§ **WHAT YOU NEED TO DO**:
Reproduce every line of the listing below word for word, leaving out the pictures.

§ **DATA ENTRIES**:

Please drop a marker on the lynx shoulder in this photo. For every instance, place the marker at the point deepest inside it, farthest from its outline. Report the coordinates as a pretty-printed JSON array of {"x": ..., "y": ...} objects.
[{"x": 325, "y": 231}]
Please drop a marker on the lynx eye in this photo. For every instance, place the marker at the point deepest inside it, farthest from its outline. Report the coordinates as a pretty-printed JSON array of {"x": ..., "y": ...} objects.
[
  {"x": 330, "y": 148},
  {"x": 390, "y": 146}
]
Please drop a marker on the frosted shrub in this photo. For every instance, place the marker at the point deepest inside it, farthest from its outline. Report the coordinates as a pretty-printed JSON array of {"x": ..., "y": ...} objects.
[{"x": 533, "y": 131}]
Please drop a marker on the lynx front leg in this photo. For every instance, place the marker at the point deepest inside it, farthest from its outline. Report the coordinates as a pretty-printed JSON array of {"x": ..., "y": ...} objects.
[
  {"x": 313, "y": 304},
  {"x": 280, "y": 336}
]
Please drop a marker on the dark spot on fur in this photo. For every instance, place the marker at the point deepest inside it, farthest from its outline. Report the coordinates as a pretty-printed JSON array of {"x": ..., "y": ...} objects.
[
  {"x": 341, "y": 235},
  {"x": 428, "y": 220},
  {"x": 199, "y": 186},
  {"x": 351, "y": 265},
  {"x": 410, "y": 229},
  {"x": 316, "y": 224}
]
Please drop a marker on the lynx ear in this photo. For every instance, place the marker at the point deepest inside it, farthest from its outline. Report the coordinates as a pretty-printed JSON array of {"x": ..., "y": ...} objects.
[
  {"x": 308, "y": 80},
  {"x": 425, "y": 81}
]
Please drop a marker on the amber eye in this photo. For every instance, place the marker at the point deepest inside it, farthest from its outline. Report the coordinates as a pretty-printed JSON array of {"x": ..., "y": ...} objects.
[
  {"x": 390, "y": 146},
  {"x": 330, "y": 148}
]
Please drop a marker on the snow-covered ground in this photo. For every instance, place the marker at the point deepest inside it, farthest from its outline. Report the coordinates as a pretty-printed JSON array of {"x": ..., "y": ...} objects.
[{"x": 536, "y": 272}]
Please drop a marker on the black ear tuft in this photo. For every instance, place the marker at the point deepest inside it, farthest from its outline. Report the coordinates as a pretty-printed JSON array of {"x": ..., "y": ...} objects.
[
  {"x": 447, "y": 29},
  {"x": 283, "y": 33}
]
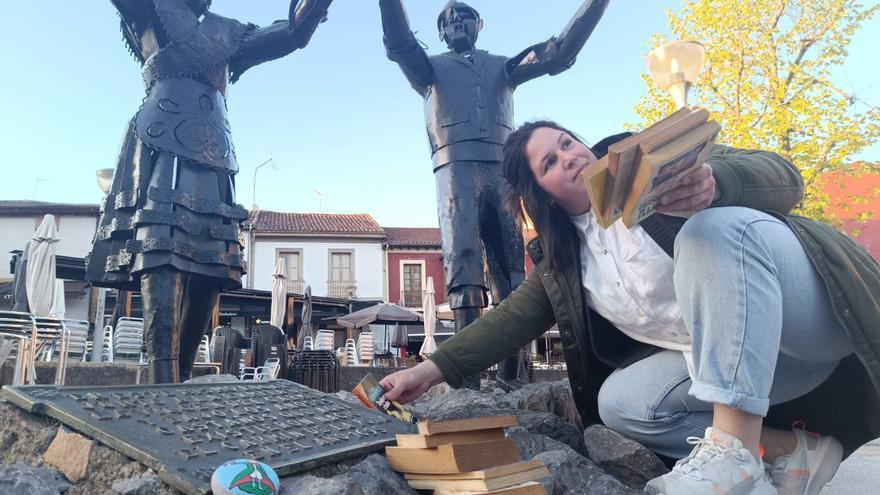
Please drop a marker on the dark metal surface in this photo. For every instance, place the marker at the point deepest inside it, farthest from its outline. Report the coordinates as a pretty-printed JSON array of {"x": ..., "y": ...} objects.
[
  {"x": 185, "y": 431},
  {"x": 172, "y": 203}
]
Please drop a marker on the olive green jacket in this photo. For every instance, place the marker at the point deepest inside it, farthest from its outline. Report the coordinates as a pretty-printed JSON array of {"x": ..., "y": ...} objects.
[{"x": 847, "y": 405}]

§ **EXERCISE RESULT**:
Please drop a marker on the lynx shoulder in this photo. For every instance, place the marker at the point deepest inside it, farthest from its outline. Report the coordinates as a pretty-printed JSON array of {"x": ..., "y": ...} objects.
[{"x": 325, "y": 231}]
Please drop a marker on the lynx eye in this photo. For every instance, place the marker at the point deepest inside it, farthest from its outline. Report the coordinates as a pretty-printed JSON array of {"x": ..., "y": ...} objects.
[
  {"x": 330, "y": 148},
  {"x": 390, "y": 146}
]
Please drop a marker on the frosted shrub in this photo. For every instance, place the marker at the point deepest inside it, farthest from its outline. Report the coordinates as a pretty-printed JSON array of {"x": ..., "y": ...} objects.
[{"x": 533, "y": 131}]
Please drop a marker on the lynx front leg in this photo. For every instance, place the marker at the point deepest inside it, farthest from its outline. Report the coordinates as a pretty-printed JSON array of {"x": ..., "y": ...} objects.
[
  {"x": 313, "y": 304},
  {"x": 280, "y": 336}
]
Please drop a marker on the dark spot on fur in this photo. For every instance, place the marker at the point deepest inside it, farthest from its outline. Report the coordinates as a pretty-printed JSON array of {"x": ..., "y": ...} objects.
[
  {"x": 341, "y": 235},
  {"x": 428, "y": 220},
  {"x": 199, "y": 186},
  {"x": 351, "y": 265},
  {"x": 410, "y": 229},
  {"x": 316, "y": 224}
]
Please drop a marker on the lynx ear in this photo. For every instance, place the marker at the point deepest inside it, farthest from its outline. Report the coordinates as a pretty-printed JSON array of {"x": ..., "y": ...} objects.
[
  {"x": 308, "y": 80},
  {"x": 425, "y": 81}
]
Please drop a marker on the amber eye in this photo. For every instance, place the marker at the point deepest inside it, farthest from its outline. Report the coordinates as a pretty-printed JSON array of {"x": ..., "y": ...} objects.
[
  {"x": 390, "y": 146},
  {"x": 330, "y": 148}
]
Please drop a marker on the snow-covered ground in this photo. For every instance, place the marker at the point deepest inside it, farthest from its outline. Report the coordinates as a pretty-printed JSON array of {"x": ..., "y": ...} objects.
[{"x": 536, "y": 272}]
Please drop a marker on the black ear tuft in this photo. For every instance, place the marker at the point deepest inside it, farthest from its outline. Report the coordinates as a pretty-printed JSON array of {"x": ..., "y": ...} objects.
[
  {"x": 447, "y": 29},
  {"x": 283, "y": 33}
]
Please drop a marker on the dark metal surface in this photo. For every instance, place the marker at the point deepest inside it, farthest from its outline. Report the coordinates as a pretty-printed JSON array of {"x": ..., "y": ...} objects.
[
  {"x": 185, "y": 431},
  {"x": 172, "y": 203}
]
Please drop a marker on the olive green jacket in this photo. For every instance, place the marker at the point deepest inside it, farthest from its outline. Report the coordinates as a pretty-printed JSON array of {"x": ..., "y": ...} objects.
[{"x": 847, "y": 405}]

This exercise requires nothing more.